▶ _About this task_: From the records below, print exactly the lines starting at the one containing "[locate] the rv" and ending at the one containing "[locate] the rocky", ends included, and nothing else.

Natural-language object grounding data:
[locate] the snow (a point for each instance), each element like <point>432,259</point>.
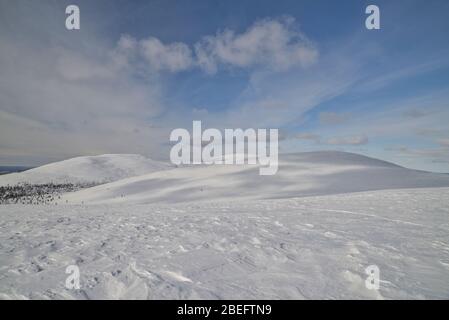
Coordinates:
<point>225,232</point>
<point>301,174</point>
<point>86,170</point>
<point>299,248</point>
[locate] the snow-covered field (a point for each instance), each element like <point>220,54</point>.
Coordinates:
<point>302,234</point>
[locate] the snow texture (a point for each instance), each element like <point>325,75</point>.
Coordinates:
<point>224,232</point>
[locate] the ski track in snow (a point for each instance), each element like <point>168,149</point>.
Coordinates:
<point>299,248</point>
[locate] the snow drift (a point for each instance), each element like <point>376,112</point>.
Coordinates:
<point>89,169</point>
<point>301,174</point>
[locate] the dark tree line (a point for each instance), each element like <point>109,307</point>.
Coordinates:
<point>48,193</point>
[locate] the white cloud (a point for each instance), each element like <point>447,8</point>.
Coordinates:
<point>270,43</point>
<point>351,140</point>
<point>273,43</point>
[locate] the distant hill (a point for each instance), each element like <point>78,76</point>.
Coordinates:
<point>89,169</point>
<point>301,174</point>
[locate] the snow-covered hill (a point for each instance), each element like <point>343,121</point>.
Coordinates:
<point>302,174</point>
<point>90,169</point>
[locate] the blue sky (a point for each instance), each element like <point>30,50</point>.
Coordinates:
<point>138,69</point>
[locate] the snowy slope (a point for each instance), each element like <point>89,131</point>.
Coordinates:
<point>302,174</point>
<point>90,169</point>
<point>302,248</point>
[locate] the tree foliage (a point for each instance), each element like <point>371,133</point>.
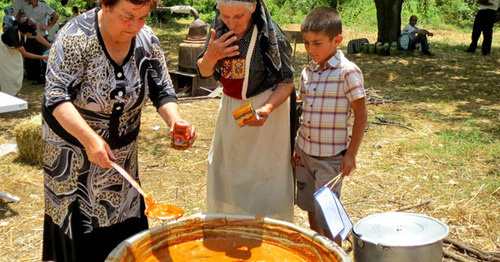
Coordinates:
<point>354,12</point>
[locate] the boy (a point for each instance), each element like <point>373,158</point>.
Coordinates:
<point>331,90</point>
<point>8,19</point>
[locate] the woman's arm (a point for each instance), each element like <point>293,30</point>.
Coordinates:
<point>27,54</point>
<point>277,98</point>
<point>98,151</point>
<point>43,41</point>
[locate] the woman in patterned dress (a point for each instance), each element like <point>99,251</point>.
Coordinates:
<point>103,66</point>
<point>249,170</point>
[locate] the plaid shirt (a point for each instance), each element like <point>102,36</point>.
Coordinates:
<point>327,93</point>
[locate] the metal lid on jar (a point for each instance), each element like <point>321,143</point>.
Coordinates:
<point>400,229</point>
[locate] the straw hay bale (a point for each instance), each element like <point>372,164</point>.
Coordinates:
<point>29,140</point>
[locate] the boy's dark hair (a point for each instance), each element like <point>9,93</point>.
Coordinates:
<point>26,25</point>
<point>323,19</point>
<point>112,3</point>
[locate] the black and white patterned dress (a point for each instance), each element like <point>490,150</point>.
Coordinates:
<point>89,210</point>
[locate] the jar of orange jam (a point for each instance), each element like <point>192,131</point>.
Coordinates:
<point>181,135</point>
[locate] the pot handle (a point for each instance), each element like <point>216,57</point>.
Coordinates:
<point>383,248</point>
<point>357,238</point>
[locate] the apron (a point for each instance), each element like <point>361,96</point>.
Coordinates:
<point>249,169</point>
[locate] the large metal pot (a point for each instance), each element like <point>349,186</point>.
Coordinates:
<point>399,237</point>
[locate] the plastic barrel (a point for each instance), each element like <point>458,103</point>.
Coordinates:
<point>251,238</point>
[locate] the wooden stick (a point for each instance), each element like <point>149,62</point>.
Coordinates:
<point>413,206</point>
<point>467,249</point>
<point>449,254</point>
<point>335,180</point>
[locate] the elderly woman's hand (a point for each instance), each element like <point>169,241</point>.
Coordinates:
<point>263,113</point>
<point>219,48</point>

--

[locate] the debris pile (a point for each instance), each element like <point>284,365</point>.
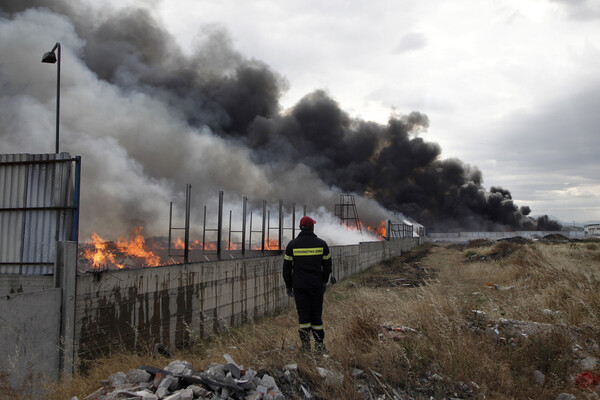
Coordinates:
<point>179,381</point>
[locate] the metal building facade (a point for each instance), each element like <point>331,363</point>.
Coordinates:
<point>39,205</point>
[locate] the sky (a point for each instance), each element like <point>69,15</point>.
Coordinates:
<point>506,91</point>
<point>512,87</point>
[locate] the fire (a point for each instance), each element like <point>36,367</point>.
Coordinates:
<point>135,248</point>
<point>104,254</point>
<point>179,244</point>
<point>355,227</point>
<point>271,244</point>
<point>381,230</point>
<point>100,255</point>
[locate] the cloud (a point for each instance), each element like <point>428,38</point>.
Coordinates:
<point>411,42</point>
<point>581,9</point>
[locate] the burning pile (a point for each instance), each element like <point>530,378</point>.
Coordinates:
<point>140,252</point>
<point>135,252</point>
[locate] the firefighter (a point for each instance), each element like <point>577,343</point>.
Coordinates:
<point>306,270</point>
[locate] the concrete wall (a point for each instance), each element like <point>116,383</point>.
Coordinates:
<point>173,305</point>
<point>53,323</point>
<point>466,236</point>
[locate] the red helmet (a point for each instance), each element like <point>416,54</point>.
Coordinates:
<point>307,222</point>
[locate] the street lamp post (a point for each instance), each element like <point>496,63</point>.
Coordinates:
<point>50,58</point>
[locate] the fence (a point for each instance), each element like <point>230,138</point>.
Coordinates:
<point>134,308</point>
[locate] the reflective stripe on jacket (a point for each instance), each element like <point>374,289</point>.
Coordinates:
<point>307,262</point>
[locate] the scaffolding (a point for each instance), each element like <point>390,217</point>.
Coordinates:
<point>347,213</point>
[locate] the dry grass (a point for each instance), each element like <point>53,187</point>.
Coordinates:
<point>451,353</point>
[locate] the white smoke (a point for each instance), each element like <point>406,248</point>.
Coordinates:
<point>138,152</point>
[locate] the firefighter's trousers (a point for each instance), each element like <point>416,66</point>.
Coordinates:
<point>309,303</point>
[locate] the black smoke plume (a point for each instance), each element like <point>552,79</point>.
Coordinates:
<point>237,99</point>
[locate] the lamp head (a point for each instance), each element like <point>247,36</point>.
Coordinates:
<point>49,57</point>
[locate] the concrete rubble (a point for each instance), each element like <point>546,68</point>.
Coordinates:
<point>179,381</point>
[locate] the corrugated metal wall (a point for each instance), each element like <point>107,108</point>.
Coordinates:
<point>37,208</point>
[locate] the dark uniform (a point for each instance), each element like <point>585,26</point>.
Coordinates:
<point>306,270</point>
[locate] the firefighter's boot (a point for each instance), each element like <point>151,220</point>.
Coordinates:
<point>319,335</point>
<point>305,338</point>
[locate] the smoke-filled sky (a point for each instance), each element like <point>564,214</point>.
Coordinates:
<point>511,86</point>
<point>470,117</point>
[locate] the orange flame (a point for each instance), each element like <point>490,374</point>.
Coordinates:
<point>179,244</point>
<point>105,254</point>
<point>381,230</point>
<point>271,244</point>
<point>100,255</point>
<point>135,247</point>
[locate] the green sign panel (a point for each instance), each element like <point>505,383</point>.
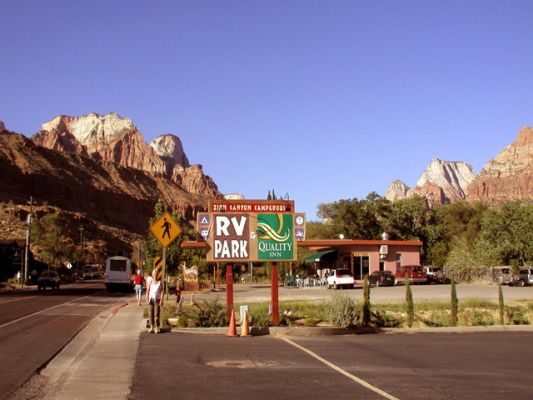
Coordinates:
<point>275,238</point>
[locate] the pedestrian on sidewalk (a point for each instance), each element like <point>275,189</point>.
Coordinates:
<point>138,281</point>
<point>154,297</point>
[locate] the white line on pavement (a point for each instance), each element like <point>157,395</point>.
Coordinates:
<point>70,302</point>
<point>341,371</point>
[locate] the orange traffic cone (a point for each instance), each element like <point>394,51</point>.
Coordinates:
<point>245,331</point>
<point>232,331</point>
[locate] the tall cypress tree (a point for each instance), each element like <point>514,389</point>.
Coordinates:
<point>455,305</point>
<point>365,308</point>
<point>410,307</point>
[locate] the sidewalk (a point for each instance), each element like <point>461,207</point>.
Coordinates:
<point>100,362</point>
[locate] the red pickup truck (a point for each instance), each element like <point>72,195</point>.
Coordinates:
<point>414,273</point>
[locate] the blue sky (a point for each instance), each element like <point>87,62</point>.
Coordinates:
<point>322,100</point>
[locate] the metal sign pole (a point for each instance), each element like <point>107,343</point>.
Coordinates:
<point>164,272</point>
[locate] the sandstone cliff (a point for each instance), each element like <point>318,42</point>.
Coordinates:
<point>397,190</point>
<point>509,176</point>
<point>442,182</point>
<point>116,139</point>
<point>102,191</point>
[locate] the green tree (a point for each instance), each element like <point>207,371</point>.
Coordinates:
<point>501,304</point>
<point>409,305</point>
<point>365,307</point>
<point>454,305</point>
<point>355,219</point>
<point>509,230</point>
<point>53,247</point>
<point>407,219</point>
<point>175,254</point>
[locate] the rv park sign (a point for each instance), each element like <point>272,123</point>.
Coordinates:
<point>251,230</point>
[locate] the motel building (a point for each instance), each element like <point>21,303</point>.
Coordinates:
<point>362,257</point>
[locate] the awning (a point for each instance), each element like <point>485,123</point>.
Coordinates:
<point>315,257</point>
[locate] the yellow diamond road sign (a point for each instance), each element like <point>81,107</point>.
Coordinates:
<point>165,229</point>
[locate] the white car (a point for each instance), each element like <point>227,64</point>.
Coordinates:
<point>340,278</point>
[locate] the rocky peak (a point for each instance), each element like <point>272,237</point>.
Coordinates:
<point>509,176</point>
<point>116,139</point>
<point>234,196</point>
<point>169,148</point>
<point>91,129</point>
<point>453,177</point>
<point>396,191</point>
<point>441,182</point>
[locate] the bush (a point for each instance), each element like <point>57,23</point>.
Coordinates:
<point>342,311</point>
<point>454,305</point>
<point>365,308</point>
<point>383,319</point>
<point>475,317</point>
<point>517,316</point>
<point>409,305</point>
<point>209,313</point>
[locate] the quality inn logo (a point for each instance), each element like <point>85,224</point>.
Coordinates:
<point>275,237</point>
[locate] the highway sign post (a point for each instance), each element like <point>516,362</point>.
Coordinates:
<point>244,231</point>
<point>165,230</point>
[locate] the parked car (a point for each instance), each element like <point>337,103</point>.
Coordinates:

▶ _Result_:
[locate] the rv park sign (a point for each instance), each element like <point>272,123</point>.
Coordinates:
<point>251,230</point>
[locate] the motel building (a point for each instance), each element like <point>21,303</point>.
Coordinates:
<point>362,257</point>
[locate] the awning (a point for each instance), each element like <point>485,123</point>.
Coordinates:
<point>315,257</point>
[locate] the yellow diamond road sign (a point for each instance), each element like <point>81,107</point>.
Coordinates:
<point>165,229</point>
[locate] the white car (a point for each instance), each element like <point>227,64</point>.
Coordinates:
<point>340,278</point>
[locate] the rocky peak (a point for each instance), each element like <point>272,237</point>.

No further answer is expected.